BEGIN Text block
Trump-mania overtakes Australia in Turnbull’s bad hair week.

pauline-hanson

 

“My door will always be open” tweets Pauline Hanson, at the first signs of Donald Trump’s surprise victory. Is it an ironic echo of her 1996 maiden speech? “Of course I will be called racist but if I can invite whom I want into my home, then I should have the right to have a say in who comes into my country.”

In 2001, desperate for a boost in the polls, fellow US sycophant, John Winston Howard, stole Hanson’s line: “But we will decide who comes to this country and the circumstances in which they come.” Howard went on to praise Philip Ruddock, who lied that babies were thrown overboard, helping his and subsequent governments demonise asylum-seekers, refugees, people-smugglers and ultimately the UNHCR.

Fifteen years later, immigration still dominates the week’s politics. “We, the United States, have agreed to consider referrals from UNHCR on refugees now residing in Nauru and Papua New Guinea,” declares US Secretary of State John Kerry, Sunday, upstaging the Coalition’s own announcement and our MPs’ frenzied Trump fan clubbing.

Earlier in the week, Ms Hanson is elbowed aside by other MPs with a soft spot for a con-man. Who doesn’t love a misogynistic, sexist, racist thug? Fan boy Cory Bernardi tweets images of himself in a cap saying “make Australia great again”. George Christensen, who begged Hanson not to run a candidate against him last election, says “it shows people want a different style of politics”, while, ever sensitive to the popular will, autocratic Tasmanian Senator Eric Abetz says “people do want to get back into control”; rid of the tyranny of political correctness.
END Text block
What is needed :: Condense the paragraph starting "In 2001, desperate for a boost" from the article on Trump-mania in Australia into a short bulleted list that keeps its main facts.
BEGIN Recorded data
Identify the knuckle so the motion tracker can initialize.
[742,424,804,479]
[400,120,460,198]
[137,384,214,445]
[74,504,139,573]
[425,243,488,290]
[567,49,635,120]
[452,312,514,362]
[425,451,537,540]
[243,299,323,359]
END Recorded data
Finished answer ::
- In 2001, wanting a boost in the polls, John Winston Howard took Hanson's line: "But we will decide who comes to this country and the circumstances in which they come."
- Howard praised Philip Ruddock, who lied that babies were thrown overboard.
- That lie helped Howard's and later governments demonise asylum-seekers, refugees, people-smugglers and, in the end, the UNHCR.